◆ WHAT TO DO ◆
May I have the line containing "Question. Put a dot on every instance of the double-hung" and every line after it through the end of the data, repeated exactly and with no other lines?

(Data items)
********************
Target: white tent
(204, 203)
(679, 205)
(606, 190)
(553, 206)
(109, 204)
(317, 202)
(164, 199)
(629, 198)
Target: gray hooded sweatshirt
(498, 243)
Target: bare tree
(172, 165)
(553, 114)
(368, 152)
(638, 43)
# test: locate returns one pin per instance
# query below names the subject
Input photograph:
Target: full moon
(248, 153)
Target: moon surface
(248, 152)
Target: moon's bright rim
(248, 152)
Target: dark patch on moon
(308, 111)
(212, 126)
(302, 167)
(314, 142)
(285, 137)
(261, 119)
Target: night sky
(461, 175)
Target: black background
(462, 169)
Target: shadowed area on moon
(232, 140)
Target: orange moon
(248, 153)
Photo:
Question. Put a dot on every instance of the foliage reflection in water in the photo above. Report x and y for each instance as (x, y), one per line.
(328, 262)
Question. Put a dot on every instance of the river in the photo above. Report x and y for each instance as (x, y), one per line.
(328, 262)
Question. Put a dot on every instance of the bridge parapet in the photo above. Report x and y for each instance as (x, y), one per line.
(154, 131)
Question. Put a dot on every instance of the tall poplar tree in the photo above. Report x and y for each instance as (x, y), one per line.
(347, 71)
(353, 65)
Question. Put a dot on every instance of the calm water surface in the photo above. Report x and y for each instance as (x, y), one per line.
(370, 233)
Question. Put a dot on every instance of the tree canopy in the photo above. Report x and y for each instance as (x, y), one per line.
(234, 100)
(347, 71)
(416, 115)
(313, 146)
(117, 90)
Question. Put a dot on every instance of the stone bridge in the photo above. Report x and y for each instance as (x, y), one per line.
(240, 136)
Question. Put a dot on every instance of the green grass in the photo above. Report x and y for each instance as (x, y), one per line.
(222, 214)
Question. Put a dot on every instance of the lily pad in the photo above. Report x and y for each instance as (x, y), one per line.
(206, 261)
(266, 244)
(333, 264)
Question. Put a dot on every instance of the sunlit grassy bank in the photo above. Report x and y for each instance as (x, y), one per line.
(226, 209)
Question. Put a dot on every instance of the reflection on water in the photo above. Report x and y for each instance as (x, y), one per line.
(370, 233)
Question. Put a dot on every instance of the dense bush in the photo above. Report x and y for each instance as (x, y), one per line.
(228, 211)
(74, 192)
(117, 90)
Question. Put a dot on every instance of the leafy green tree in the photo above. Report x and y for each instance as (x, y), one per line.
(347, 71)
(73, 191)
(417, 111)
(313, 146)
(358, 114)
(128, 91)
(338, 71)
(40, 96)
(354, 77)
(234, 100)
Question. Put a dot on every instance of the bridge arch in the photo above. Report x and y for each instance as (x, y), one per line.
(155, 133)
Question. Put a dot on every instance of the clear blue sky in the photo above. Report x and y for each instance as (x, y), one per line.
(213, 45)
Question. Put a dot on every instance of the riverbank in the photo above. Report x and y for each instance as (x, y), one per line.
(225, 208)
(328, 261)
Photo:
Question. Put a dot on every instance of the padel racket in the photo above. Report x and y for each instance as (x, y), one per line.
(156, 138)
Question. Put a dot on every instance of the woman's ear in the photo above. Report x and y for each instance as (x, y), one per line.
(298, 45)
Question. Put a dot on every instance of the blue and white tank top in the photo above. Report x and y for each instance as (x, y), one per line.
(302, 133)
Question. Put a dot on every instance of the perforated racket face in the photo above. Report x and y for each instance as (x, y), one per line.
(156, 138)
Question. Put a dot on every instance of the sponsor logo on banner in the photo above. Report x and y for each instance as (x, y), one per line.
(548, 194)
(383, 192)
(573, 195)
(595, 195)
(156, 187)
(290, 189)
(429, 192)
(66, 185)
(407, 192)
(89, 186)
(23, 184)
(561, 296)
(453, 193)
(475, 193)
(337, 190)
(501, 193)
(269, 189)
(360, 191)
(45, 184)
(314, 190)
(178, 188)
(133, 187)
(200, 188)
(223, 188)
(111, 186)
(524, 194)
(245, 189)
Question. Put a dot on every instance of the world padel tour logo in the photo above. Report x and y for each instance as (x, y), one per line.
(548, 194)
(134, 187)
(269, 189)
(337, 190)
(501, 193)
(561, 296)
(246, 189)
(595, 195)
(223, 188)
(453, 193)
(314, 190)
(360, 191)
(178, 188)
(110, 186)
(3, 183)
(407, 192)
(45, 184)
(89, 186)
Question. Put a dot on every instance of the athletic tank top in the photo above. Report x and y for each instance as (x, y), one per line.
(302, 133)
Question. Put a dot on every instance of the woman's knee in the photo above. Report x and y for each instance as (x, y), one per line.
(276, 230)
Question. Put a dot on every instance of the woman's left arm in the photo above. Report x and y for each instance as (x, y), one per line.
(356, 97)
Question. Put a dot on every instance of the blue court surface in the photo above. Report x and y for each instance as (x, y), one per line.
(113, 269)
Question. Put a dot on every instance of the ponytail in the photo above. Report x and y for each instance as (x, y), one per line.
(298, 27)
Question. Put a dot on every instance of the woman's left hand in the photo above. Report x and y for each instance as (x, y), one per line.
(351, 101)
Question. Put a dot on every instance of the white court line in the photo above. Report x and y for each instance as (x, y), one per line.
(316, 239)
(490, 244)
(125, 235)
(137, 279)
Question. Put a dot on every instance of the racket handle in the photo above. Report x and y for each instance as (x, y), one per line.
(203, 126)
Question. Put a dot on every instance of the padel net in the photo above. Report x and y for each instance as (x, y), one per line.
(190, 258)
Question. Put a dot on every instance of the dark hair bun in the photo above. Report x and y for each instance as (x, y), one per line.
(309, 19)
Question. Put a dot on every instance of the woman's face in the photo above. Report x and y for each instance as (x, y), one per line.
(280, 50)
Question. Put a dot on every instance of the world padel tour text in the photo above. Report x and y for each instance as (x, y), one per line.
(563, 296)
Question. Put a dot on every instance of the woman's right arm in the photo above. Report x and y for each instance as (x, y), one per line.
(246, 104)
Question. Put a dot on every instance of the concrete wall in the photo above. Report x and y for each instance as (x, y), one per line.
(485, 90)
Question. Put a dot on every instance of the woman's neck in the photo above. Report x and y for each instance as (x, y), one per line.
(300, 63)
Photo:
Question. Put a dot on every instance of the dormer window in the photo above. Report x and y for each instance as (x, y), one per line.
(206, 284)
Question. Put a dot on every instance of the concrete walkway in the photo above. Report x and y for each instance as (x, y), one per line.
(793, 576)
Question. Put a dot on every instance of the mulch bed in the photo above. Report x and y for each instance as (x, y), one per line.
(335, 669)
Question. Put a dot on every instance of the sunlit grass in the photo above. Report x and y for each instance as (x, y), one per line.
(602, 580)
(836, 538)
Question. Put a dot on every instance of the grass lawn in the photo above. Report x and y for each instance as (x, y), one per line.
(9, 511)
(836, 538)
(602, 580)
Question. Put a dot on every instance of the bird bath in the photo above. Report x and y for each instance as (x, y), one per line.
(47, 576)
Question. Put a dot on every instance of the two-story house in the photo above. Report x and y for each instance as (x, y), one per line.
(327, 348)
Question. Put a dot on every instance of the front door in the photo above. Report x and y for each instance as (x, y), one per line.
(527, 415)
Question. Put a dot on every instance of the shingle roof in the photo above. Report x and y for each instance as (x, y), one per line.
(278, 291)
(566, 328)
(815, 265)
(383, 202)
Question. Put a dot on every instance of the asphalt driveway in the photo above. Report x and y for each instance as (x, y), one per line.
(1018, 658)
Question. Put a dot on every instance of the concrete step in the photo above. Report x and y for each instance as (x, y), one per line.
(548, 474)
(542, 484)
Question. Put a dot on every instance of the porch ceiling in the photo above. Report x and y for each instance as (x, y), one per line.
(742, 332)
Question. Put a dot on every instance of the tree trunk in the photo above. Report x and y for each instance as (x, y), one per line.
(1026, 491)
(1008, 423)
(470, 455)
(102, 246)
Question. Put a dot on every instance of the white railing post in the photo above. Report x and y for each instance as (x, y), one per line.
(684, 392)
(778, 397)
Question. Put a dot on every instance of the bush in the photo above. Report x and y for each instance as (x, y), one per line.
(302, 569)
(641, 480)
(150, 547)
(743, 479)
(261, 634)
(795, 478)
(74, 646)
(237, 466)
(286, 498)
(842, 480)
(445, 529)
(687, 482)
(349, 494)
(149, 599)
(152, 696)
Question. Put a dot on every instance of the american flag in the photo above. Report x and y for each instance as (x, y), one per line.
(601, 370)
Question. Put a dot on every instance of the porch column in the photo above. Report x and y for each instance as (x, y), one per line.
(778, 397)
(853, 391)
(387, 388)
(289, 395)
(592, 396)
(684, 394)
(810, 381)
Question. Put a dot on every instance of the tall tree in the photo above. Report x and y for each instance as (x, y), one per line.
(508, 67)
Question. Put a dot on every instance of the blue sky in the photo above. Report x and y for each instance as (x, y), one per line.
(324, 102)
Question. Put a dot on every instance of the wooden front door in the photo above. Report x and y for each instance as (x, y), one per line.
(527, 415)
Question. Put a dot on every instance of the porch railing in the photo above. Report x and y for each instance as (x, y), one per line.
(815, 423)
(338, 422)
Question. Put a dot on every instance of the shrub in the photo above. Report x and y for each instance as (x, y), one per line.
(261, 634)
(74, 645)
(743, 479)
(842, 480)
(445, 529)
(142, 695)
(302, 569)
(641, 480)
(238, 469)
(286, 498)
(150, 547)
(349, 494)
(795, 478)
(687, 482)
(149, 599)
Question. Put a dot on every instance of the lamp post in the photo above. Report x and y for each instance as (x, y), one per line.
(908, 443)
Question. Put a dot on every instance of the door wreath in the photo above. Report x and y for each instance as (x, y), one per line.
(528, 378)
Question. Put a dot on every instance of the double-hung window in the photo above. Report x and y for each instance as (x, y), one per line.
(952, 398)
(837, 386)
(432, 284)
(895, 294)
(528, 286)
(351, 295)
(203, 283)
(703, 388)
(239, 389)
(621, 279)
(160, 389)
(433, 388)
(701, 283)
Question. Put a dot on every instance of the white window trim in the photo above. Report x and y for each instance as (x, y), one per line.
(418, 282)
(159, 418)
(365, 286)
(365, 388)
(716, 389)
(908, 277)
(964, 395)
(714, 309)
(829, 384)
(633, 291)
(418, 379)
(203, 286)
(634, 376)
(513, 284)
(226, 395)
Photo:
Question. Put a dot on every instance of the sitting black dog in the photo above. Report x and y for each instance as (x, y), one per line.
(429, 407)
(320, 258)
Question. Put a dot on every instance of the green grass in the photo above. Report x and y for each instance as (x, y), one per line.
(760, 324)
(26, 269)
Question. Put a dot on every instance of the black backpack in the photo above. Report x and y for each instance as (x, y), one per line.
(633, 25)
********************
◆ ANSWER SECTION ◆
Question. Put a dot on every instance of the double-hung window in the photo above. Report x and y for each instance as (x, y), one per line.
(952, 398)
(837, 386)
(432, 284)
(895, 294)
(528, 286)
(351, 295)
(203, 283)
(703, 388)
(239, 389)
(621, 279)
(160, 389)
(433, 388)
(701, 283)
Question. Put a dot on every instance of the white window trim in the photo above. Report x and y for each instance as (x, y), one per line.
(418, 282)
(159, 418)
(365, 286)
(365, 388)
(716, 389)
(908, 277)
(964, 395)
(714, 309)
(829, 384)
(633, 291)
(418, 379)
(203, 286)
(634, 376)
(513, 284)
(226, 395)
Photo:
Question. Put a dot on every instance of the sitting black dog in the photo above. Report x and y for each instance as (x, y), one per line.
(429, 407)
(320, 258)
Question. Put a dot on every instance of the green grass in the photo above. Report x and y for each instance as (x, y), one per line.
(760, 324)
(26, 269)
Question. Put a dot on every instance of the black backpack in the photo above. Report x and y for each instance as (x, y), one per line.
(633, 25)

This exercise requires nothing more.